Instructions to follow: Render the material below as a numbered list with one entry for each line, and omit any blank lines.

-- start of Data for this task --

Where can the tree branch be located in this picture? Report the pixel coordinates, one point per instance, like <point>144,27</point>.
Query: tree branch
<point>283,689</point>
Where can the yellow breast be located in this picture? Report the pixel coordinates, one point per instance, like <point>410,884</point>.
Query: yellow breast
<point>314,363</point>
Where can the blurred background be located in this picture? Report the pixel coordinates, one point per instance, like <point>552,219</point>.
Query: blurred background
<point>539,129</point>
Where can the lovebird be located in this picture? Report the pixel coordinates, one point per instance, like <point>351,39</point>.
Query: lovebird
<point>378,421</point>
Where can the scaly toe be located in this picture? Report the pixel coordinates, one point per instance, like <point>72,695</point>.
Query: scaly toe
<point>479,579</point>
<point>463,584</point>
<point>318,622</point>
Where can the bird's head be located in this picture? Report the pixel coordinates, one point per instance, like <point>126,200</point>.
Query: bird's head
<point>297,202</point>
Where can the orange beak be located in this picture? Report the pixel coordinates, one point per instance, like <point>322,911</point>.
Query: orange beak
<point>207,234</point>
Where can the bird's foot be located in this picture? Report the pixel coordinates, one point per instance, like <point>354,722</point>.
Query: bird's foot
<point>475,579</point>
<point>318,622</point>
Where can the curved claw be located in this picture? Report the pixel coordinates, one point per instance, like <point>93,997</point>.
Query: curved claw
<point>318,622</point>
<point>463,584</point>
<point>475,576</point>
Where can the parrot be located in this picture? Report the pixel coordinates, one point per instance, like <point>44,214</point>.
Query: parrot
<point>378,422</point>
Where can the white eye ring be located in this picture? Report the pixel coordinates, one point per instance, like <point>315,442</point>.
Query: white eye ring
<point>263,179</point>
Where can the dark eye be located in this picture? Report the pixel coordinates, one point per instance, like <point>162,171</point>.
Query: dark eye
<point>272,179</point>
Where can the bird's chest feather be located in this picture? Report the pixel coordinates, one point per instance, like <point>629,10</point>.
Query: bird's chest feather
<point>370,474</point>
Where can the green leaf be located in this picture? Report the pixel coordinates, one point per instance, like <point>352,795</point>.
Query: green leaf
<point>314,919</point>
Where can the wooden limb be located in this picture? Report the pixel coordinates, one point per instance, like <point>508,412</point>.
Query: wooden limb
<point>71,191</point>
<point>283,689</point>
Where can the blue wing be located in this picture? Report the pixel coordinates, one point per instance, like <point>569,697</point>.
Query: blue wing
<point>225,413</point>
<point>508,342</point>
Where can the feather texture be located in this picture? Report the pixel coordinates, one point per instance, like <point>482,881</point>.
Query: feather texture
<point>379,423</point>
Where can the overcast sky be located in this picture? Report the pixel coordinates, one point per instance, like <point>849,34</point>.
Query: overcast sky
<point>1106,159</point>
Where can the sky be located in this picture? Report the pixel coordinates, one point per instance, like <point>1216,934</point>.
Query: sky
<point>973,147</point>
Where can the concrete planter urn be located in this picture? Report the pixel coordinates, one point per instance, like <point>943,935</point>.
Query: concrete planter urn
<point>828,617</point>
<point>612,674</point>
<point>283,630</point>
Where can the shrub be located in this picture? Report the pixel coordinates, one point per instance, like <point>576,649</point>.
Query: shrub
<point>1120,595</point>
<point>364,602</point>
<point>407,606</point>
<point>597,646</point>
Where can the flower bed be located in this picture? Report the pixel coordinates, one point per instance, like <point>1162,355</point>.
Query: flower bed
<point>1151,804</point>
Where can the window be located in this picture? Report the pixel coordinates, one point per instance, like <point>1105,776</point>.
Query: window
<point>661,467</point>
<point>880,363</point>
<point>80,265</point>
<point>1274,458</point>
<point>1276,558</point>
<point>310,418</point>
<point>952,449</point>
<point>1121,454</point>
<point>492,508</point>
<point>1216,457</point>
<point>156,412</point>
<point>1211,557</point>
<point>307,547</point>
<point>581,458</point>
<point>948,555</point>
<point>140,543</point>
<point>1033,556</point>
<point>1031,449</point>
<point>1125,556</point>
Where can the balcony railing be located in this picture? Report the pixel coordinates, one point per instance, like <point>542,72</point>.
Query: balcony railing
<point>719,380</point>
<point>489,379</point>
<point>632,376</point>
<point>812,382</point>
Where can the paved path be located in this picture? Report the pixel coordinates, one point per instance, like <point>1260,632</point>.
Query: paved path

-- end of Data for this task --

Output for this exercise:
1. Where can the tree branch be located in this picture? Report the pixel coordinates, one point per instance, like <point>144,27</point>.
2. Query: tree branch
3. <point>283,689</point>
4. Where can the yellow breast be located in this picture? Report the pixel coordinates, one point per instance, like <point>410,884</point>.
5. Query: yellow breast
6. <point>314,363</point>
7. Where can the blurred background be located in this picture? Report the pixel coordinates, one point per instance, like <point>552,219</point>.
8. Query: blurred background
9. <point>539,129</point>
10. Where can the lovebird be located in this picture? Report the pixel coordinates, one point per instance, like <point>351,39</point>.
11. Query: lovebird
12. <point>378,421</point>
13. Where can the scaly toe be located in this picture? Report the pixel coordinates, one point per instance, like <point>72,695</point>.
14. Query: scaly toe
15. <point>479,579</point>
16. <point>463,584</point>
17. <point>318,622</point>
18. Where can the bird's head be located in this picture? Report the pixel coordinates, one point per instance, like <point>126,200</point>.
19. Query: bird's head
20. <point>297,202</point>
21. Where can the orange beak be located in this picture? Report the pixel coordinates, one point per instance, like <point>322,911</point>.
22. Query: orange beak
23. <point>207,234</point>
24. Where can the bird's foot be located in this picture? Report the pixel coordinates, one point per instance, like <point>354,722</point>.
25. Query: bird's foot
26. <point>475,579</point>
27. <point>318,622</point>
28. Where can the curved claw be located in this picture? Report the pixel coordinates, one point per instance, like <point>93,997</point>.
29. Query: curved claw
30. <point>318,622</point>
31. <point>463,584</point>
32. <point>475,576</point>
33. Where can the parrot be located in this picture? Report the pixel coordinates, one point per instance, like <point>44,214</point>.
34. Query: parrot
35. <point>378,422</point>
36. Where can the white eye ring be located in this picture? Report the pixel coordinates, one point per instance, like <point>315,442</point>.
37. Query: white eye ring
38. <point>263,179</point>
39. Where can the dark eye be located in this picture? Report the pixel coordinates, one point per instance, like <point>162,171</point>.
40. Query: dark eye
41. <point>272,179</point>
42. Where can the bird's chest feather be located in this picture? Report the pixel coordinates, one point per instance, like <point>629,10</point>.
43. Query: bird's chest feather
44. <point>370,474</point>
45. Where can the green leaf be located in this picture? Report the pixel coordinates, one point per instance, like <point>352,795</point>.
46. Query: green leaf
47. <point>314,919</point>
48. Where can the wooden limb be located in this picture? Report the pixel coordinates, one point per instance, like <point>508,412</point>.
49. Query: wooden limb
50. <point>71,191</point>
51. <point>283,689</point>
52. Where can the blue wing be located in this picture? Report the pixel coordinates, one point per instance, like <point>569,697</point>.
53. Query: blue wing
54. <point>225,413</point>
55. <point>508,342</point>
56. Where can the feather texture be located in this picture? Report the pixel coordinates, one point per instance, like <point>482,881</point>.
57. Query: feather texture
58. <point>379,423</point>
59. Where can the overcast sky be located in this picture? Report the pixel coordinates, one point per instance, like <point>849,34</point>.
60. Query: overcast sky
61. <point>1106,159</point>
62. Where can the sky be located in this picture? Report the pixel coordinates, one point per instance, like <point>1216,934</point>.
63. Query: sky
64. <point>973,147</point>
65. Where can the concrete planter urn be located in this picture? Report the pixel coordinates, one point per instance, like <point>943,935</point>.
66. Query: concrete planter urn
67. <point>828,617</point>
68. <point>612,674</point>
69. <point>283,630</point>
70. Where can the shrub be located in this picture? Report the pixel coordinates, one point per instance, like <point>576,649</point>.
71. Query: shrub
72. <point>1120,595</point>
73. <point>364,602</point>
74. <point>407,606</point>
75. <point>597,646</point>
76. Where can the flower bed be located in this picture? Report the pixel coordinates, one point per instance, like <point>1162,355</point>.
77. Query: flower bed
78. <point>1151,804</point>
79. Where can the window be located in this picture? Report the pixel coordinates, one point per instance, like <point>1105,776</point>.
80. Query: window
81. <point>661,467</point>
82. <point>880,363</point>
83. <point>80,265</point>
84. <point>1274,458</point>
85. <point>1276,558</point>
86. <point>310,418</point>
87. <point>952,449</point>
88. <point>1121,454</point>
89. <point>492,508</point>
90. <point>1216,457</point>
91. <point>156,412</point>
92. <point>1211,557</point>
93. <point>307,547</point>
94. <point>581,458</point>
95. <point>948,555</point>
96. <point>140,543</point>
97. <point>1033,556</point>
98. <point>1031,449</point>
99. <point>1125,556</point>
100. Where can the balcony railing be located in this picture? Report the pixel coordinates, one point per instance, like <point>542,72</point>.
101. Query: balcony railing
102. <point>719,380</point>
103. <point>489,379</point>
104. <point>632,376</point>
105. <point>812,382</point>
106. Where can the paved path be located in this picture? Report the pixel coordinates, one point per instance, like <point>1260,632</point>.
107. Query: paved path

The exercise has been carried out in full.